What you need to do -> Copy out the lines below word for word, leaving out the pictures.

Entries provided ->
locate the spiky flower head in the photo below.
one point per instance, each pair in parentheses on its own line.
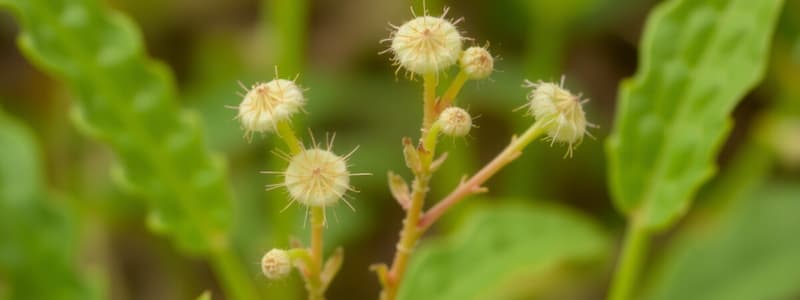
(266,104)
(276,264)
(477,62)
(317,177)
(455,121)
(559,112)
(426,44)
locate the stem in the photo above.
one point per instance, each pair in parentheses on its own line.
(410,233)
(286,133)
(452,91)
(287,19)
(429,98)
(408,238)
(235,279)
(630,262)
(314,280)
(473,185)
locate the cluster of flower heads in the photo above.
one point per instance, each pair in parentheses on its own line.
(314,177)
(429,45)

Solution for this task ->
locate the spiky flower head in the photo below.
one point per instance, each pair in parentheses on its own line.
(266,104)
(276,264)
(477,62)
(317,177)
(455,121)
(559,112)
(426,44)
locate the stem in the photo above.
one point per instance, each pair in parentheses on its own line.
(410,233)
(286,133)
(452,91)
(287,19)
(429,98)
(408,238)
(235,279)
(630,262)
(314,280)
(473,185)
locate the cluster of flower heads in the photo above.
one point per instance, each pair in parentheses on its own line.
(314,177)
(429,45)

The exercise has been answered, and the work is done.